Labeled shape records:
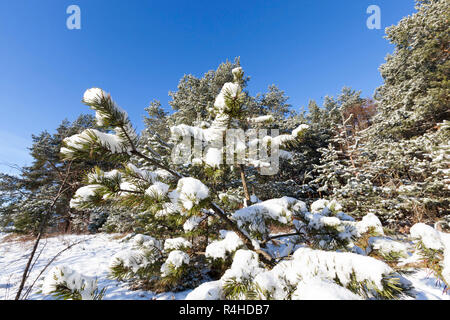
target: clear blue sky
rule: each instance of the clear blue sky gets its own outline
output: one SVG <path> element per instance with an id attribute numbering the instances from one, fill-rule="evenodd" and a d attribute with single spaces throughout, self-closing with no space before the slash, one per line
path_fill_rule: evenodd
<path id="1" fill-rule="evenodd" d="M 81 30 L 66 28 L 71 4 Z M 381 30 L 366 27 L 371 4 Z M 0 0 L 0 171 L 29 163 L 32 133 L 90 112 L 87 88 L 111 92 L 142 129 L 144 108 L 169 109 L 183 74 L 236 56 L 252 94 L 277 84 L 297 110 L 344 85 L 371 96 L 392 52 L 384 28 L 413 12 L 413 0 Z"/>

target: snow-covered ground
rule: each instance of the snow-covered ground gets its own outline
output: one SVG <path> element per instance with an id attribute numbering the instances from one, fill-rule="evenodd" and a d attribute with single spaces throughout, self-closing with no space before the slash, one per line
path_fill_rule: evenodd
<path id="1" fill-rule="evenodd" d="M 32 241 L 6 241 L 5 237 L 6 234 L 0 233 L 0 300 L 14 299 L 33 245 Z M 157 295 L 147 291 L 132 291 L 128 289 L 126 283 L 108 279 L 108 266 L 111 257 L 121 250 L 130 249 L 132 246 L 131 242 L 124 241 L 118 235 L 110 234 L 64 235 L 43 239 L 37 250 L 39 259 L 34 265 L 27 285 L 36 279 L 55 255 L 73 243 L 77 244 L 59 255 L 39 277 L 28 299 L 51 299 L 51 297 L 45 296 L 39 291 L 47 272 L 50 271 L 51 267 L 58 265 L 66 265 L 85 276 L 97 278 L 99 288 L 107 288 L 104 299 L 184 299 L 191 291 Z M 289 245 L 287 246 L 289 247 Z M 281 246 L 280 249 L 286 250 L 287 248 Z M 292 248 L 287 250 L 291 251 Z M 450 300 L 450 295 L 443 293 L 443 286 L 426 270 L 420 270 L 406 276 L 406 278 L 413 283 L 417 300 Z"/>
<path id="2" fill-rule="evenodd" d="M 14 299 L 22 272 L 33 246 L 32 241 L 4 241 L 5 236 L 5 234 L 0 233 L 0 300 Z M 41 249 L 43 250 L 34 265 L 27 284 L 30 285 L 36 279 L 55 255 L 68 245 L 77 242 L 80 243 L 63 252 L 45 270 L 34 285 L 28 299 L 52 299 L 49 296 L 38 293 L 38 291 L 40 291 L 47 272 L 53 266 L 58 265 L 67 265 L 85 276 L 97 278 L 98 287 L 107 288 L 104 300 L 184 299 L 191 291 L 156 295 L 153 292 L 132 291 L 127 288 L 126 283 L 108 279 L 108 266 L 112 256 L 132 246 L 130 242 L 122 241 L 117 239 L 117 235 L 110 234 L 64 235 L 41 240 L 37 255 L 39 255 Z"/>

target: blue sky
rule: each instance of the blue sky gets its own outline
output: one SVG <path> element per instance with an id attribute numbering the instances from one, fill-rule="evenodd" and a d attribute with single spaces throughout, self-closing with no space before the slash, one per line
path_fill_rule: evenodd
<path id="1" fill-rule="evenodd" d="M 72 4 L 81 30 L 66 28 Z M 366 27 L 371 4 L 381 30 Z M 0 0 L 0 171 L 30 162 L 32 133 L 90 112 L 87 88 L 111 92 L 142 129 L 144 108 L 169 110 L 184 74 L 236 56 L 252 94 L 277 84 L 297 110 L 343 86 L 371 96 L 392 52 L 384 28 L 413 12 L 413 0 Z"/>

TASK TO COMPLETE: Replace "outline" with "contour" everywhere in the data above, leaving everything else unchanged and omitting the pictures from your answer.

TASK ANSWER:
target: clear blue sky
rule: each instance of the clear blue sky gets its own contour
output: one SVG <path> element per instance with an id attribute numbering the instances from one, fill-rule="evenodd" and a d attribute with single spaces throughout, self-closing with no space before the slash, one per line
path_fill_rule: evenodd
<path id="1" fill-rule="evenodd" d="M 81 30 L 66 28 L 71 4 Z M 381 30 L 366 27 L 371 4 Z M 0 0 L 0 171 L 29 163 L 32 133 L 90 112 L 87 88 L 111 92 L 142 129 L 144 108 L 169 109 L 183 74 L 236 56 L 252 94 L 277 84 L 297 110 L 344 85 L 371 96 L 392 52 L 384 28 L 413 12 L 413 0 Z"/>

target: snow-covered ground
rule: each instance of the snow-covered ground gets its own contour
output: one SVG <path> element per instance with an id attribute numbering the instances from one, fill-rule="evenodd" and a d attribute with single spaces throughout, self-closing with no space before the slash, one per line
path_fill_rule: evenodd
<path id="1" fill-rule="evenodd" d="M 32 241 L 6 241 L 5 237 L 6 234 L 0 233 L 0 300 L 14 299 L 33 245 Z M 157 295 L 147 291 L 132 291 L 128 289 L 126 283 L 108 279 L 108 266 L 111 257 L 121 250 L 130 249 L 132 246 L 131 242 L 124 241 L 118 235 L 110 234 L 64 235 L 43 239 L 37 250 L 39 259 L 34 265 L 27 285 L 36 279 L 55 255 L 73 243 L 77 244 L 59 255 L 39 277 L 28 299 L 51 299 L 51 297 L 45 296 L 39 291 L 47 272 L 50 271 L 51 267 L 58 265 L 66 265 L 85 276 L 97 278 L 99 288 L 107 288 L 104 299 L 184 299 L 191 291 Z M 289 245 L 287 246 L 289 247 Z M 281 246 L 280 249 L 286 250 L 287 248 Z M 292 248 L 287 250 L 291 251 Z M 450 300 L 450 295 L 443 293 L 443 286 L 426 270 L 420 270 L 406 276 L 406 278 L 413 283 L 417 300 Z"/>
<path id="2" fill-rule="evenodd" d="M 14 299 L 22 272 L 33 246 L 32 241 L 4 241 L 5 236 L 5 234 L 0 233 L 0 300 Z M 41 249 L 43 250 L 34 265 L 27 284 L 30 285 L 36 279 L 55 255 L 68 245 L 77 242 L 80 243 L 63 252 L 45 270 L 34 285 L 28 299 L 52 299 L 49 296 L 38 293 L 38 291 L 40 291 L 47 272 L 53 266 L 58 265 L 67 265 L 85 276 L 97 278 L 98 287 L 107 288 L 104 300 L 184 299 L 191 291 L 156 295 L 153 292 L 132 291 L 127 288 L 126 283 L 108 279 L 108 266 L 112 256 L 132 246 L 130 242 L 122 241 L 117 239 L 117 235 L 110 234 L 64 235 L 41 240 L 37 255 L 39 255 Z"/>

target: blue sky
rule: each instance of the blue sky gets its own contour
output: one SVG <path> element per instance with an id attribute numbering the instances from one, fill-rule="evenodd" and a d attribute with single spaces throughout, self-closing with no space before the slash, one per line
path_fill_rule: evenodd
<path id="1" fill-rule="evenodd" d="M 72 4 L 81 30 L 66 28 Z M 366 27 L 371 4 L 381 30 Z M 0 0 L 0 171 L 30 162 L 32 133 L 90 112 L 87 88 L 111 92 L 142 129 L 144 108 L 169 110 L 184 74 L 236 56 L 252 94 L 277 84 L 297 110 L 343 86 L 371 96 L 392 52 L 384 28 L 413 12 L 413 0 Z"/>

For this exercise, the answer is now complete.